__TASK DIRECTIONS__
Write out all the lines again, precisely as they stand, but without the images.

── MATERIAL PROVIDED

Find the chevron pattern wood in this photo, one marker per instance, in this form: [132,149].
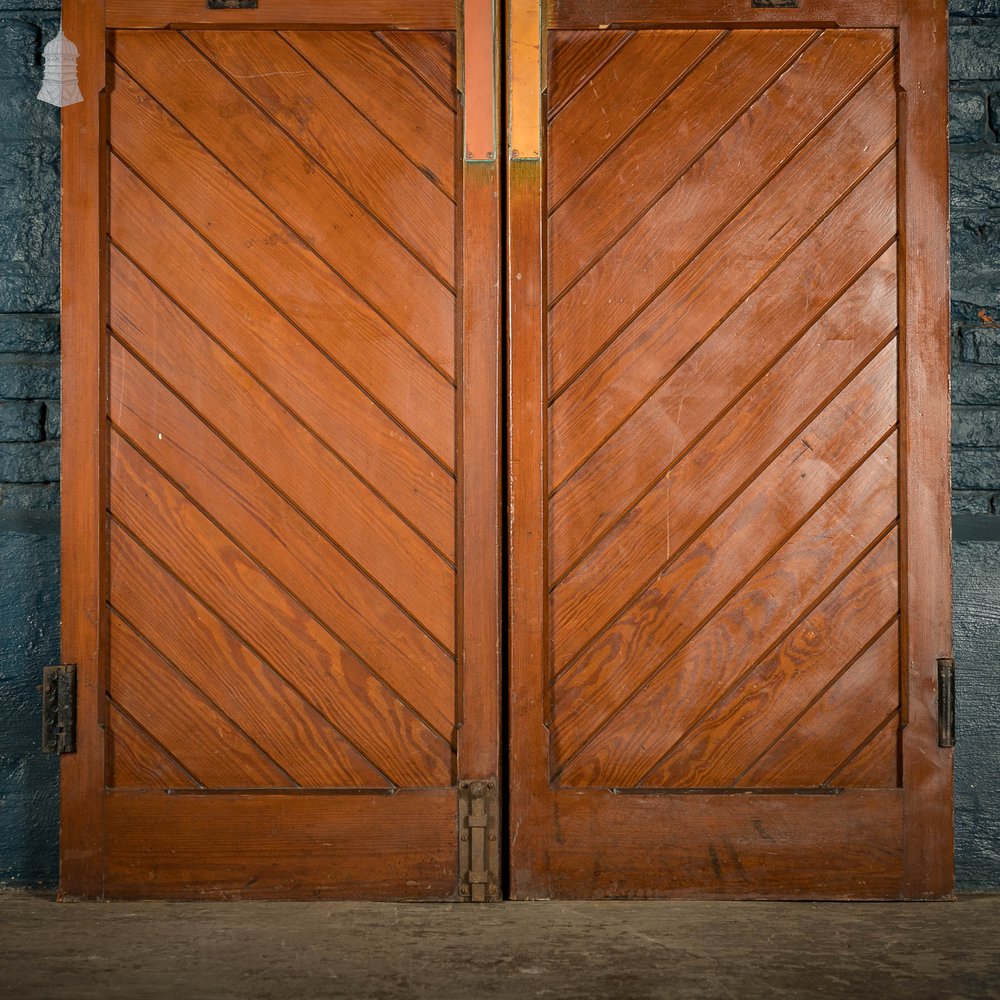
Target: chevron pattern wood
[723,410]
[283,383]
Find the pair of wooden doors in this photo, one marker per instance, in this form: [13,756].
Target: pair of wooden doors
[506,450]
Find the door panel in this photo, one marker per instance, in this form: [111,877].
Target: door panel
[297,657]
[715,647]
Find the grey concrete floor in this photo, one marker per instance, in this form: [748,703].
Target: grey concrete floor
[65,951]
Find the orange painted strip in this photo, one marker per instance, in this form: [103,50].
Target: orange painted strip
[525,80]
[480,77]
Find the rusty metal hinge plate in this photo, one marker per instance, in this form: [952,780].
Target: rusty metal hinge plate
[59,709]
[478,840]
[946,702]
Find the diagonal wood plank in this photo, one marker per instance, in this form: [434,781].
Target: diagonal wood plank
[875,764]
[725,461]
[269,163]
[387,92]
[657,152]
[269,529]
[325,490]
[731,734]
[710,192]
[855,704]
[431,56]
[265,617]
[574,57]
[615,99]
[332,131]
[715,376]
[250,237]
[278,718]
[204,741]
[788,551]
[750,247]
[136,760]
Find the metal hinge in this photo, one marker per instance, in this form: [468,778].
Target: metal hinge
[59,709]
[478,841]
[946,702]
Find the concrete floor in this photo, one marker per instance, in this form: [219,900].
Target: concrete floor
[65,951]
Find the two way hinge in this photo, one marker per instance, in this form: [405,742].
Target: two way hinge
[59,709]
[946,702]
[478,840]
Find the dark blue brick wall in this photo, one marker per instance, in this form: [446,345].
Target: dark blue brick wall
[29,440]
[975,249]
[29,436]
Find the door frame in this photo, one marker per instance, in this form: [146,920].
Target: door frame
[557,851]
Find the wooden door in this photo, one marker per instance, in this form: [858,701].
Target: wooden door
[728,447]
[281,277]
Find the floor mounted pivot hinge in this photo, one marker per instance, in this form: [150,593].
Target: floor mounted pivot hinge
[946,702]
[59,709]
[478,840]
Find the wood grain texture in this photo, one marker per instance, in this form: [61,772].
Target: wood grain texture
[573,59]
[427,14]
[390,552]
[135,760]
[381,275]
[378,428]
[431,55]
[261,518]
[739,846]
[83,476]
[653,13]
[711,191]
[926,416]
[732,265]
[269,620]
[208,744]
[287,260]
[719,639]
[785,577]
[848,711]
[294,846]
[281,720]
[708,98]
[388,92]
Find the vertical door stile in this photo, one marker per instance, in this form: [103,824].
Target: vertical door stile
[479,739]
[84,466]
[527,451]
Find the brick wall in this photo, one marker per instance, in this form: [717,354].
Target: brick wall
[975,196]
[975,249]
[29,438]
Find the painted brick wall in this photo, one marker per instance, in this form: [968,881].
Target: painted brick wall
[29,439]
[29,436]
[975,248]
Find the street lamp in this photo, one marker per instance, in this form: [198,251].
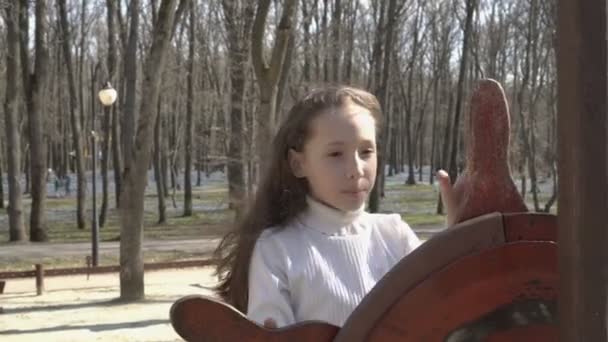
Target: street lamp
[107,97]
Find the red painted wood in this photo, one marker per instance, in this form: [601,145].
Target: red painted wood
[199,318]
[470,288]
[535,333]
[530,227]
[486,186]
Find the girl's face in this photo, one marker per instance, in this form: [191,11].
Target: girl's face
[339,158]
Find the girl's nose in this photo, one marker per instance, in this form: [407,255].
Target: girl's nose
[355,167]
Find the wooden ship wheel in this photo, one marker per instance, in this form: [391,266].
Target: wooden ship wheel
[490,277]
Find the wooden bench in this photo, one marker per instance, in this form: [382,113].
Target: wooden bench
[490,277]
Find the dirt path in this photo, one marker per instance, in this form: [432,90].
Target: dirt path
[76,309]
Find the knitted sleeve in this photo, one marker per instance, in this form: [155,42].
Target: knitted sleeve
[409,237]
[268,288]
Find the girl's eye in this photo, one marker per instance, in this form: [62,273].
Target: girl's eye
[367,152]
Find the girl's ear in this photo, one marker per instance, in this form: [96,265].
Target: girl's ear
[295,162]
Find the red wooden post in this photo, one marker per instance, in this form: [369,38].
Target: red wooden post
[583,178]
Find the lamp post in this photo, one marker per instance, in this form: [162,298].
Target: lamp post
[107,96]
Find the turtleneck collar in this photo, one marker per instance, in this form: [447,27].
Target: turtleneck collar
[331,221]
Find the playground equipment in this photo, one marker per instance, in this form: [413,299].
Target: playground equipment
[492,276]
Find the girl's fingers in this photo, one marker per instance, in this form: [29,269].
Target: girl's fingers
[447,194]
[270,323]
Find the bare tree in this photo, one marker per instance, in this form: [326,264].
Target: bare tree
[76,128]
[269,74]
[189,114]
[237,20]
[11,124]
[38,147]
[132,206]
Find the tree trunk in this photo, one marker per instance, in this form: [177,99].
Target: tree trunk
[470,11]
[1,177]
[158,175]
[130,72]
[132,206]
[189,117]
[76,131]
[238,26]
[38,145]
[107,117]
[11,125]
[269,74]
[384,97]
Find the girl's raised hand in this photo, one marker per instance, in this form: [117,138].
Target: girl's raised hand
[448,196]
[270,323]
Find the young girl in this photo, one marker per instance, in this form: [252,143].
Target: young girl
[307,250]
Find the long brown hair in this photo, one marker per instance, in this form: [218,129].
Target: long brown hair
[280,195]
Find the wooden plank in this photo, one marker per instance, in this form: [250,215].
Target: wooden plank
[461,240]
[201,318]
[106,269]
[583,179]
[501,292]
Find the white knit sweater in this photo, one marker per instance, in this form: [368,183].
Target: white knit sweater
[322,264]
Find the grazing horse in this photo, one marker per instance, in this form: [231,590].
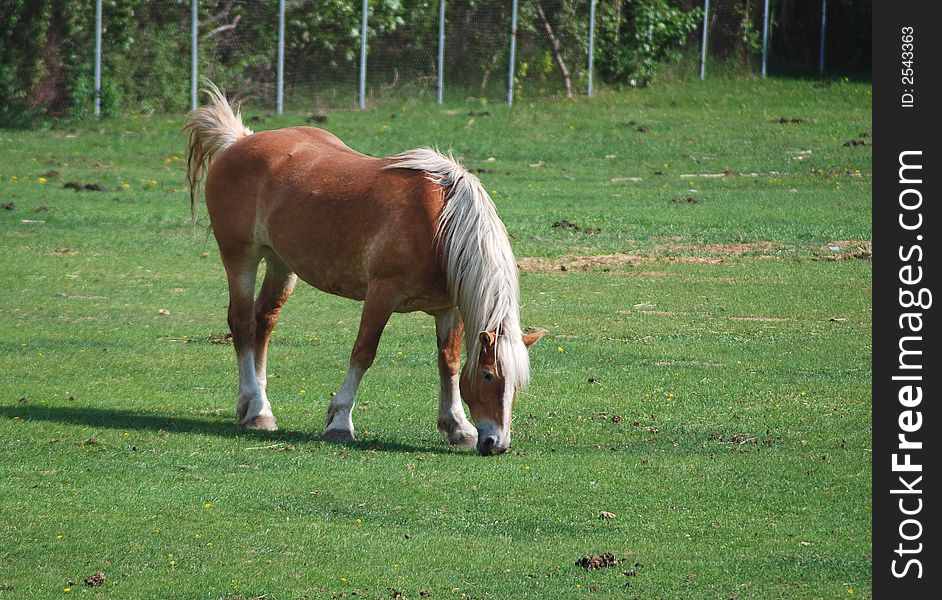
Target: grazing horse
[411,232]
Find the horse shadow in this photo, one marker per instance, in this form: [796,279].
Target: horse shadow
[126,420]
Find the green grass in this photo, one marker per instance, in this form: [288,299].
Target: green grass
[739,464]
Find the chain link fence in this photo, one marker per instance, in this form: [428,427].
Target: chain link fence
[147,49]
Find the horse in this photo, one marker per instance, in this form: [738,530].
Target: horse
[410,232]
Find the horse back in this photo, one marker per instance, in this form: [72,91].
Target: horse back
[337,218]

────

__COMPLETE OUTPUT__
Find the chevron pattern wood in this photo, one marker per instance, in this form: [132,149].
Target: chevron pattern wood
[723,410]
[283,383]
Find the pair of wooden doors in this photo, one marker per instance, in this form: [13,756].
Target: pair of wooden doors
[506,450]
Find the door panel in this photo, one marker per instance, in this form: [111,877].
Target: door panel
[297,657]
[715,647]
Find the grey concrete floor in this photo, one marker per instance, in this form: [748,703].
Target: grey concrete floor
[65,951]
Find the orange painted strip in this photo, one marker per instance, in this form: [103,50].
Target: orange painted strip
[525,80]
[480,77]
Find the rusty metal hinge plate in this photo, one marker per instance, in this form: [952,780].
Target: rusty metal hinge plate
[59,709]
[478,840]
[946,702]
Find the diagonal wood plank in this photo, one marker per instance, in this form: [434,781].
Target: diagonal wood plank
[875,764]
[725,461]
[269,163]
[387,92]
[657,152]
[269,529]
[325,490]
[731,734]
[710,192]
[855,704]
[431,56]
[265,617]
[574,57]
[615,99]
[332,131]
[715,376]
[250,237]
[278,718]
[204,741]
[788,551]
[750,247]
[136,760]
Find the metal hinge in this photo, one marker per instance, in this form: [468,778].
Target: metal hinge
[59,709]
[478,841]
[946,702]
Find the concrete floor in this photo, one marker per instance, in this form: [219,900].
Target: concrete floor
[65,951]
Find the two way hinge in this photo, one marker per instance, in this form: [405,742].
Target: two way hinge
[59,709]
[946,702]
[478,840]
Find the dark blue brick wall in this photo, one marker per instance, in this form: [446,345].
Target: dark blue brick wall
[29,440]
[975,249]
[29,436]
Find the door frame in this photo, one marker per instance, in this form: [146,920].
Target: door frame
[557,851]
Find the wooden door in this photo, one marker per instance, in this form: [858,701].
Target: wooden door
[728,447]
[281,277]
Find the floor mounted pivot hinge in this photo, one marker per instance, in this form: [150,593].
Target: floor mounted pivot hinge
[946,702]
[59,709]
[478,840]
Find the wood grain texture in this photo, one marker per instance, in this form: [61,772].
Target: wood grain texture
[573,59]
[427,14]
[390,552]
[135,760]
[381,275]
[378,428]
[431,55]
[261,518]
[739,846]
[83,476]
[653,13]
[711,191]
[926,416]
[732,265]
[269,620]
[208,744]
[287,260]
[719,639]
[785,577]
[848,711]
[294,846]
[281,720]
[708,98]
[388,92]
Find the vertical door stile in this photo, one marker per instance, in this form: [103,824].
Target: vertical door stile
[479,739]
[84,466]
[527,451]
Find the brick wall in this photo, one marker per instance, in this form: [717,354].
Target: brick wall
[975,196]
[975,249]
[29,438]
Find the painted brick wall in this photo, one marker per instance, in this form: [968,881].
Target: painted brick wall
[29,439]
[29,436]
[975,248]
Find the street lamp in this photo, one marker per instance, in this form: [198,251].
Target: street lamp
[107,97]
Find the red painted wood in this photo, one marker per instance, in this form: [601,145].
Target: red painted wood
[199,318]
[470,288]
[535,333]
[530,227]
[486,186]
Find the girl's face in this photo, one marker per instance, in this form: [191,11].
Target: girl's face
[339,158]
Find the girl's nose in this photo, one marker per instance, in this form: [407,255].
Target: girl's nose
[355,167]
Find the wooden ship wheel in this photo, one marker per instance, in this form: [391,266].
Target: wooden ship wheel
[490,277]
Find the wooden bench in this photo, one marker per instance, in this form: [382,113].
Target: wooden bench
[490,277]
Find the dirt path in this photo, one marker per instance, in this form: [432,90].
Target: dirt path
[76,309]
Find the knitted sleeve in this photo, one marker per instance, in this form: [155,42].
Target: knitted sleeve
[409,237]
[268,288]
Find the girl's eye in this photo, one marker per instance, in this form: [62,273].
Target: girl's eye
[367,152]
Find the girl's ear in this photo, one marker per instance, in this form: [96,265].
Target: girl's ear
[295,162]
Find the red wooden post in this photo, one marker per instance, in this form: [369,38].
Target: red wooden post
[583,178]
Find the lamp post in this photo, one marker per instance, in this form: [162,298].
Target: lamp post
[107,96]
Find the turtleneck collar in this photo, one marker per instance, in this form: [447,27].
Target: turtleneck collar
[331,221]
Find the playground equipment in this photo, one marker per instance, in this form: [413,299].
Target: playground equipment
[492,276]
Find the girl's fingers in this photo, one marker per instance, in this form: [29,269].
Target: girl's fingers
[447,194]
[270,323]
Find the bare tree in this photo, one marker per instance, in this form: [326,264].
Target: bare tree
[76,128]
[269,74]
[189,114]
[237,20]
[11,124]
[38,147]
[132,206]
Find the tree trunk in this photo, one marker per instance, in this form: [177,99].
Target: tree trunk
[470,11]
[1,177]
[158,175]
[130,72]
[132,206]
[189,117]
[76,131]
[238,26]
[38,145]
[107,117]
[11,125]
[269,74]
[384,97]
Find the girl's raised hand in this photo, one marker per instance, in this form: [117,138].
Target: girl's raised hand
[448,196]
[270,323]
Find the young girl in this photo, one marker per instance, in this form: [252,143].
Target: young girl
[307,250]
Find the long brown hair in this photo, one marker per instance, in this form: [218,129].
Target: long brown hair
[280,195]
Find the wooden plank in this photo, one marker per instance, in this form: [250,215].
Target: wooden plank
[461,240]
[201,318]
[106,269]
[583,179]
[501,292]
Find the white knit sweater in this photo, one marker per instance, in this form: [368,183].
Target: white knit sweater
[322,264]
Find the grazing horse in this photo, one marker per instance, in this form: [231,590].
Target: grazing horse
[411,232]
Find the horse shadow in this photo, one marker per instance, in this form: [796,279].
Target: horse shadow
[126,420]
Find the green grass in this photo, one marker per instance, in this form: [288,299].
Target: green grass
[739,464]
Find the chain link fence in this photo, one marker per instance, in this form: [428,427].
Target: chain link fence
[147,49]
Find the horse in this photo, one marker per instance, in this form: [738,530].
Target: horse
[410,232]
Find the horse back in this photo, one marker per instance, in this form: [72,91].
Target: horse back
[337,218]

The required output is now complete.